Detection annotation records
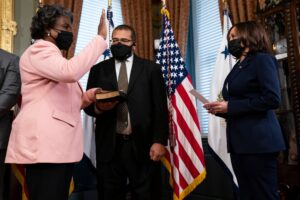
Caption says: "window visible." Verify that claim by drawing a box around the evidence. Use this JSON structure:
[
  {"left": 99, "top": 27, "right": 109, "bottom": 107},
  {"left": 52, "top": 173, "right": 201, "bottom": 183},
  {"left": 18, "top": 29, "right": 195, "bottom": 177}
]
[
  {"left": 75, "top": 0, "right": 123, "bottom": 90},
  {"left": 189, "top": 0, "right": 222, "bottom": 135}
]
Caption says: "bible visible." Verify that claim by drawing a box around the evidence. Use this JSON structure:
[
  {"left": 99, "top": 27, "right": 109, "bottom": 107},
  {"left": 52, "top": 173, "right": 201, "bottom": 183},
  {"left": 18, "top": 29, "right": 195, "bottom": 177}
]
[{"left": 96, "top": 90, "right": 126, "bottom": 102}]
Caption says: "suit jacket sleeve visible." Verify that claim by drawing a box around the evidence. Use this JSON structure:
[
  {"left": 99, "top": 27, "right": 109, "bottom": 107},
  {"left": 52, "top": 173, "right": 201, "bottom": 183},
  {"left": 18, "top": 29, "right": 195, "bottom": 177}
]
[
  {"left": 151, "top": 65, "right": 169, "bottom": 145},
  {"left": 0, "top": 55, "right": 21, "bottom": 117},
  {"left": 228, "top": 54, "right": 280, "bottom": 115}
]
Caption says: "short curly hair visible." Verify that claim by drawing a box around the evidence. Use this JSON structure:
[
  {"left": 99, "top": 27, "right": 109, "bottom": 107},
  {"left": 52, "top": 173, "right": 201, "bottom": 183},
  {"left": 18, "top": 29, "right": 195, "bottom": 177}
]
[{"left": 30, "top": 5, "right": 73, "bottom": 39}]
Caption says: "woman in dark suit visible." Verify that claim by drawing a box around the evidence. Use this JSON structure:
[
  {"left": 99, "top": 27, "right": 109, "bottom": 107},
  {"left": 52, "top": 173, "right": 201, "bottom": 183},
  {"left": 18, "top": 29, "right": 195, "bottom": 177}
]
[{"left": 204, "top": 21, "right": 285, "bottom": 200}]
--
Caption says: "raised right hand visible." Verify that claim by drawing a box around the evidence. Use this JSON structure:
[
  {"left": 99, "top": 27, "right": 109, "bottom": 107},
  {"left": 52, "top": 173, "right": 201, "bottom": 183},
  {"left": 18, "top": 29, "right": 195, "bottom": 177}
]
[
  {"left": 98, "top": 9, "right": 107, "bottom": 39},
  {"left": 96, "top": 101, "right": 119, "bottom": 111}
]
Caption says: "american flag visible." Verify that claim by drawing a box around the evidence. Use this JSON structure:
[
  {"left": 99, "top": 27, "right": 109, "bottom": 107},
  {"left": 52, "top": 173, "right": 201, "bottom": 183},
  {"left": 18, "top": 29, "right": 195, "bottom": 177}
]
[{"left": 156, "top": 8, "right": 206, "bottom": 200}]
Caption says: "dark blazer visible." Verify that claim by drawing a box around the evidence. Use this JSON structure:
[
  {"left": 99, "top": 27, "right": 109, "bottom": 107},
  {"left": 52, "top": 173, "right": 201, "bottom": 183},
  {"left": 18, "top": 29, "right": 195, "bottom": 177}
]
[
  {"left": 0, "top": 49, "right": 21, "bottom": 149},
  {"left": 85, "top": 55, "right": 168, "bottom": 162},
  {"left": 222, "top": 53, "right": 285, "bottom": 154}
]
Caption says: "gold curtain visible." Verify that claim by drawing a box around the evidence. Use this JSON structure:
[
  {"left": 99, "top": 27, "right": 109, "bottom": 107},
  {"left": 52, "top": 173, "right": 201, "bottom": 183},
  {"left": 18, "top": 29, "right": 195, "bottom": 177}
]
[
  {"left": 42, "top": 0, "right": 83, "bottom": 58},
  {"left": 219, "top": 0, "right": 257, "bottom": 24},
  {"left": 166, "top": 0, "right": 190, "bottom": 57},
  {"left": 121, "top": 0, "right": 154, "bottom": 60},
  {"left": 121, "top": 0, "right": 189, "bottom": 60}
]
==
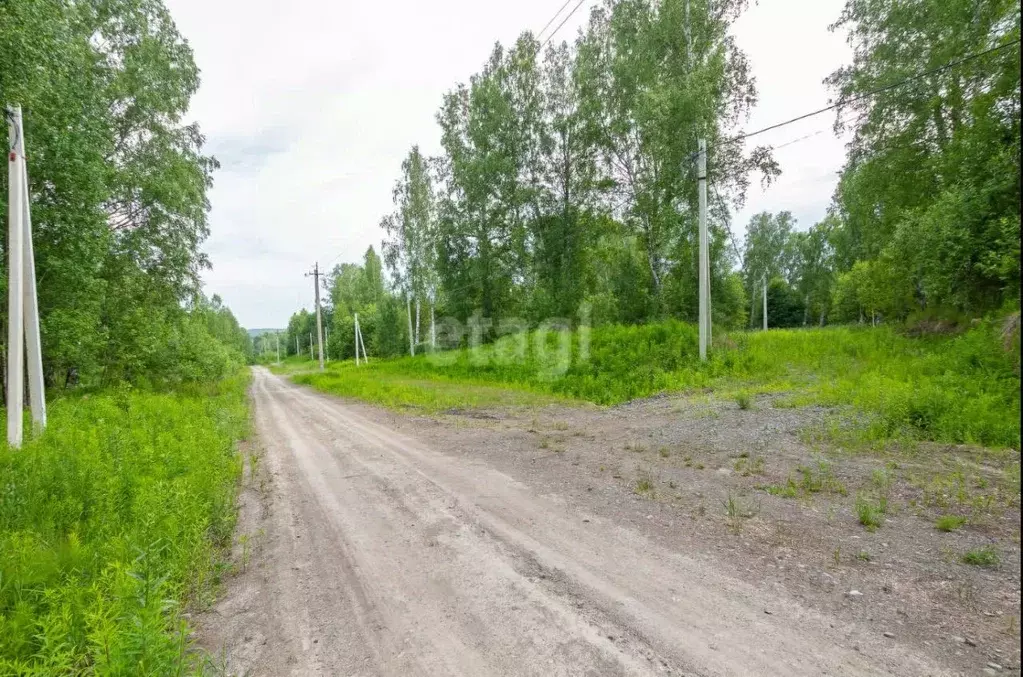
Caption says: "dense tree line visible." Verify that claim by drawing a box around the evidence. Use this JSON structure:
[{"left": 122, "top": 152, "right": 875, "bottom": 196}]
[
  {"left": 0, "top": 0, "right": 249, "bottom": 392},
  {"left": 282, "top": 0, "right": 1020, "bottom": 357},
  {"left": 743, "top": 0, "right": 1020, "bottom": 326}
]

• _Work to be completed_
Tally the lines in the listing above that contain the string "dark", and give only that number.

• _Response to the exercise_
2